◆ **PROBLÈME POSÉ 1**
Veuillez reproduire mot pour mot le passage de l'extrait sur l'enseignement de l'anglais au Québec qui commence à « Et, évidemment, aucun » et se termine à « ces divers projets. ».

◆ **EXTRAIT DE TEXTE**
Cet article a été écrit avant la publication du rapport final de la Commission Larose et contient de légères différences vis-à-vis ce rapport final.
1. Introduction
La langue anglaise exerce un attrait considérable auprès des Québécois francophones, cela pour diverses raisons fort compréhensibles. De nombreux parents, enseignants et administrateurs scolaires font la promotion de divers genres de projets dans les écoles primaires francophones. Certains projets sont en vue d’implanter des programmes intensifs (1), d’autres pour des écoles internationales (2) et plus récemment des projets issus du ministère de l’Éducation du Québec et proposés par les ministres successifs de l’éducation Pauline Marois et François Legault en vue d’abaisser l’âge du début de l’apprentissage de l’anglais pour l’ensemble de la population scolaire francophone du Québec (3). La disponibilité de divers projets particuliers dans certaines écoles engendre un engouement pour ces projets, une recherche des parents pour obtenir un service analogue, voire une compétition entre les écoles sous le couvert d’offrir un meilleur service, bref d’être une meilleure école.
Et, évidemment, aucun parent ne veut envoyer son enfant dans une école de moindre qualité. Il en découle une course frénétique pour avoir plus d’heures d’enseignement d’anglais, et un enseignement de plus en plus jeune. Comités de parents, conseils d’établissement, directions d’écoles, directions de commissions scolaires ainsi que les commissaires s’élancent dans cette course de lemmings suicidaires avec seul objectif de paraître efficaces et en harmonie avec la modernité, et avec seule justification un prétendu meilleur âge pour l’apprentissage des langues. Évidemment, de nombreux arguments autres que le meilleur âge sont présentés par les promoteurs de ces divers projets.
Dans le Québec actuel, de critiquer l’extension de l’enseignement de l‘anglais langue seconde dans les écoles primaires françaises est si peu de bon ton que les rares personnes qui osent le faire le font timidement car ils se font vite rabrouer tout autant par les masses que par des professionnels de l’enseignement et cadres scolaires, que par des élites intellectuelles, médiatiques et politiques. Non seulement le font-ils timidement mais ils le font souvent avec l’impression d’un combat perdu d’avance, tellement ils se sentent seuls dans leur recherche d’éclaircissements, isolés par l’absence de soutien, mais surtout isolés par l’absence généralisé d’un discours éclairé sur lequel s’appuyer pour soutenir leurs appréhensions, pour soutenir leur volonté de mettre en doute le bien-fondé de ces projets, isolés par l’absence d’un discours pour les guider. Plusieurs se sentent seuls lorsqu’ils ne font que mettre en doute pour comprendre ce qui leur semble étrange, mettre en évidence la contradiction entre la volonté généralement manifestée de renforcer la vie française au Québec et la volonté d’étendre l’usage de l’anglais. Si plusieurs se sentent seuls à seulement mettre en doute le bien-fondé de ces projets, que penser de la solitude et de l’isolement que peuvent sentir ceux qui, dans les écoles, osent s’opposer à l’augmentation du nombre d’heures pour l’apprentissage de l’anglais. Dans ce domaine, tout se passe comme si la rectitude politique n’était que du côté de l’augmentation du nombre d’heures et de l’abaissement de l’âge pour l’apprentissage de l’anglais. Et ceux qui ne sont pas du côté de cette rectitude sont vite considérés rétrogrades, tarés, bornés ou empêcheurs du progrès.

◆ **LISTE FOURNIE**
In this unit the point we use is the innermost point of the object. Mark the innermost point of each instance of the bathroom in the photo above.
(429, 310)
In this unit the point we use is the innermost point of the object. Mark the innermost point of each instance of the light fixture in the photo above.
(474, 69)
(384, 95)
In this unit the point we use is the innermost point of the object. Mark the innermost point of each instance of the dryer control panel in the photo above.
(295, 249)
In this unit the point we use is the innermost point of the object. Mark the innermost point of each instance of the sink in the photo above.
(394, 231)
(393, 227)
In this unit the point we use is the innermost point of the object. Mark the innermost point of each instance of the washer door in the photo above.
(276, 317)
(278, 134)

--

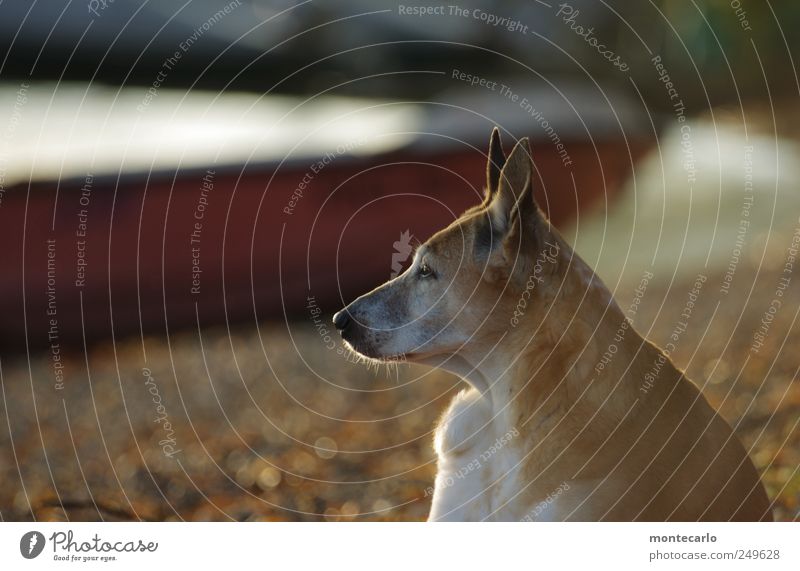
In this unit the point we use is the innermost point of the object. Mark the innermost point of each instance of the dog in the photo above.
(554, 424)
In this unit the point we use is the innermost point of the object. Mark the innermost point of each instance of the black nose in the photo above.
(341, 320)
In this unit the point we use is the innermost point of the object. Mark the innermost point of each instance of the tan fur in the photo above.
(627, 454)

* * *

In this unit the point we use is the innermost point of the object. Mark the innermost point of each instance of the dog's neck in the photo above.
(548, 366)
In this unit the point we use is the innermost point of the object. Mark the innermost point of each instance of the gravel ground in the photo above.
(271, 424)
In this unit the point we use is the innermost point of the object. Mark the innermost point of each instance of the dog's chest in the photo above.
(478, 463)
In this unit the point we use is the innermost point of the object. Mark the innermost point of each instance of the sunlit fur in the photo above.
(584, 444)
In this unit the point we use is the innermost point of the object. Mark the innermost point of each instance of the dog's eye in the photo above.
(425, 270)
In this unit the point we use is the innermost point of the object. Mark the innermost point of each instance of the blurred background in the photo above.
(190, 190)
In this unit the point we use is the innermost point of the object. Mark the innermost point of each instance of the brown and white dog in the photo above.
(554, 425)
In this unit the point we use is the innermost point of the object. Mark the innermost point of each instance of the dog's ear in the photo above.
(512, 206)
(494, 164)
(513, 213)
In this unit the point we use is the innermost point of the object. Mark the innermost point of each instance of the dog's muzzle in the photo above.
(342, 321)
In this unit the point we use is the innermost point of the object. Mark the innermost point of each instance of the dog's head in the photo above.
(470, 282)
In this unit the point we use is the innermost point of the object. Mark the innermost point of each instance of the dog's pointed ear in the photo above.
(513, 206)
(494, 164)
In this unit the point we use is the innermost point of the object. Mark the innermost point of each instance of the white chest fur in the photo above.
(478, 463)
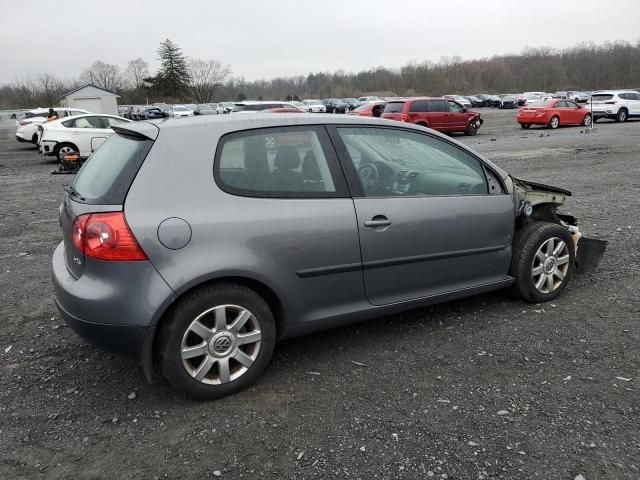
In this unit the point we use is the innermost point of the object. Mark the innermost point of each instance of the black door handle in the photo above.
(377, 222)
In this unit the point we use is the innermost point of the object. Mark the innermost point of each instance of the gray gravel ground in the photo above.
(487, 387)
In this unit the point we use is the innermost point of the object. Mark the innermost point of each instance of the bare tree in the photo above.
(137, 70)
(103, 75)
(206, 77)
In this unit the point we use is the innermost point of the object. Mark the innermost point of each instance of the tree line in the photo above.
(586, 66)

◆ **PROBLÈME POSÉ 2**
Relevez chaque ligne de la liste ci-dessus contenant la chaîne « tree » et recopiez-la telle quelle, en respectant la casse.

◆ **RÉPONSE ATTENDUE 1**
Et, évidemment, aucun parent ne veut envoyer son enfant dans une école de moindre qualité. Il en découle une course frénétique pour avoir plus d’heures d’enseignement d’anglais, et un enseignement de plus en plus jeune. Comités de parents, conseils d’établissement, directions d’écoles, directions de commissions scolaires ainsi que les commissaires s’élancent dans cette course de lemmings suicidaires avec seul objectif de paraître efficaces et en harmonie avec la modernité, et avec seule justification un prétendu meilleur âge pour l’apprentissage des langues. Évidemment, de nombreux arguments autres que le meilleur âge sont présentés par les promoteurs de ces divers projets.

◆ **RÉPONSE ATTENDUE 2**
In this unit the point we use is the innermost point of the object. Mark the innermost point of each instance of the bare tree in the photo above.
In this unit the point we use is the innermost point of the object. Mark the innermost point of each instance of the tree line in the photo above.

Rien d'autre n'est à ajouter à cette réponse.